Task instructions: Please copy the records below with "tent peg" substituted for every "tent pole" and everything else unchanged, leaving out the pictures.
::: Recorded data
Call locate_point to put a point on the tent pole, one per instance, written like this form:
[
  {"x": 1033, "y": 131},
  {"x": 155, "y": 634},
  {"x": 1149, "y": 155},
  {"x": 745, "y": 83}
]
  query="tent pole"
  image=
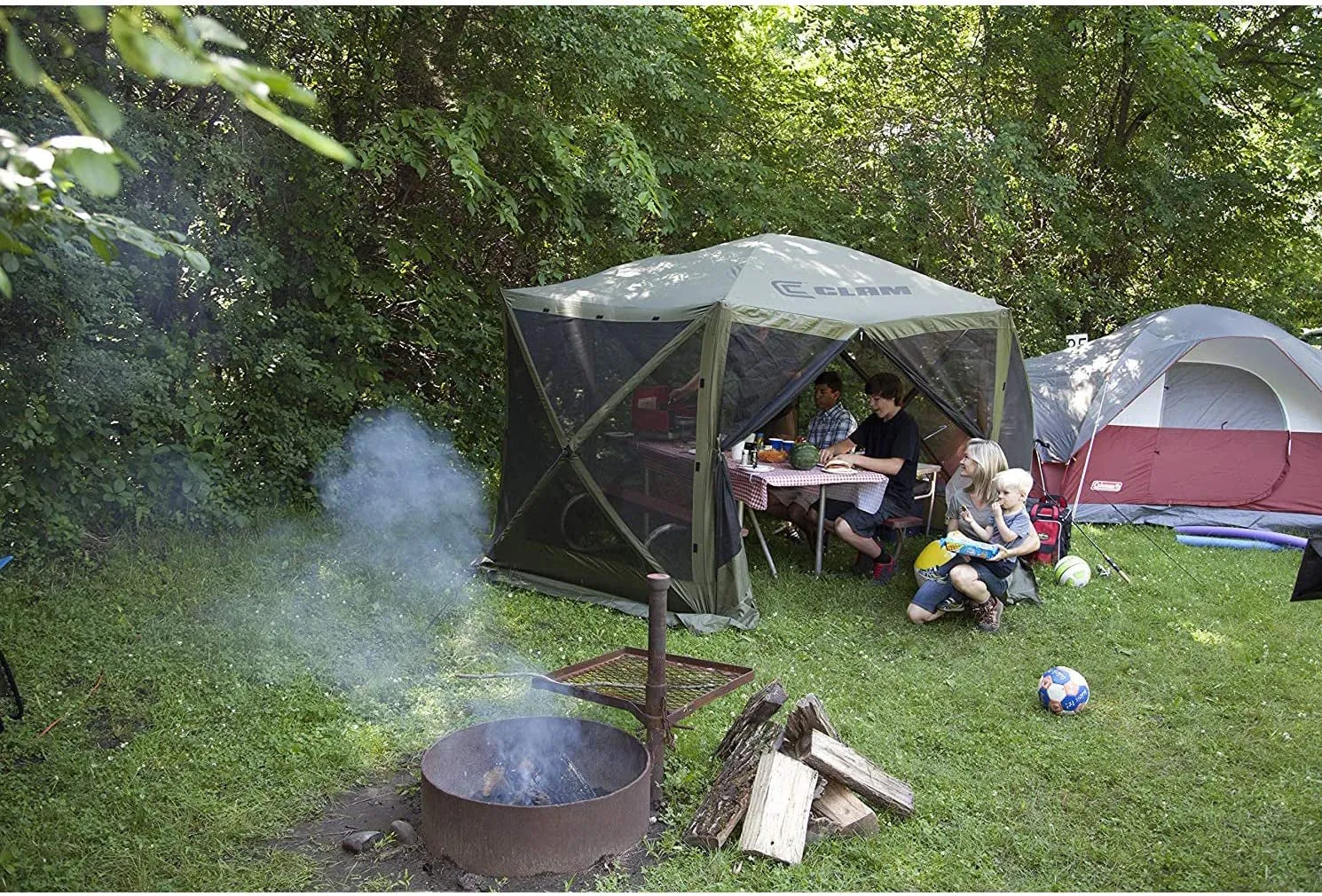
::::::
Exercise answer:
Call locate_point to put a point on the tent peg, one per instance, written like this form:
[
  {"x": 1033, "y": 131},
  {"x": 155, "y": 634},
  {"x": 1149, "y": 155},
  {"x": 745, "y": 83}
]
  query="tent peg"
  image=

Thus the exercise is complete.